● **Written instruction**
Please count the lines in the records below that contain the word "broth". Give only the number.

(Labeled-object pointing records)
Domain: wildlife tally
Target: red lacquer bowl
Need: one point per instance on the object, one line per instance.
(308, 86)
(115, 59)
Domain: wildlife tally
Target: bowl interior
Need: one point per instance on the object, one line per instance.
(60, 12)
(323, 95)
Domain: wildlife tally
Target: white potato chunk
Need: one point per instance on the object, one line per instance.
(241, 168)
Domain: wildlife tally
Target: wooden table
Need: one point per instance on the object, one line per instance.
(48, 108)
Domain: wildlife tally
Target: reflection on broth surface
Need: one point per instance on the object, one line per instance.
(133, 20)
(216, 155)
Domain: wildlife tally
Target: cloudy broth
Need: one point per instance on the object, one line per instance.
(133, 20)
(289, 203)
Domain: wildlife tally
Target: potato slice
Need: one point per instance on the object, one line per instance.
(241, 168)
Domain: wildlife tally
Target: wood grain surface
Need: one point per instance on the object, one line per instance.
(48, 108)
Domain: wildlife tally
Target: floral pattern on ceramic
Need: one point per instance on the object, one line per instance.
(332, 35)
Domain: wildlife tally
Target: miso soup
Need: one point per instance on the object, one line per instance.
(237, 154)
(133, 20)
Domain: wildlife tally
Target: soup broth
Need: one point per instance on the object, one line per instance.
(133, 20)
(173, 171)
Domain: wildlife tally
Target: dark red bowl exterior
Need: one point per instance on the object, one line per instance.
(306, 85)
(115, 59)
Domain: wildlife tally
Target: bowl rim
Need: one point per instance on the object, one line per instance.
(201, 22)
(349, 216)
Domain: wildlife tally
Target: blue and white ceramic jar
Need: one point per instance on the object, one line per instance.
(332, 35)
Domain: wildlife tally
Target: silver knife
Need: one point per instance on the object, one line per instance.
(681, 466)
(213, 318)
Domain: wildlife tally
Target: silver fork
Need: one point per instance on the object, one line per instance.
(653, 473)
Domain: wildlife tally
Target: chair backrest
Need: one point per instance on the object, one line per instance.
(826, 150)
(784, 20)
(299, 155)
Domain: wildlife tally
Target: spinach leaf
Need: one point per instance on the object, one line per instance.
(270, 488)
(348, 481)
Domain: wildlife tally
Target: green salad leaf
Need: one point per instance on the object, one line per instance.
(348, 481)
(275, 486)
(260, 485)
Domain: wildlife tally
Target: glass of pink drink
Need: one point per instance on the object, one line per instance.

● **Result of this exercise**
3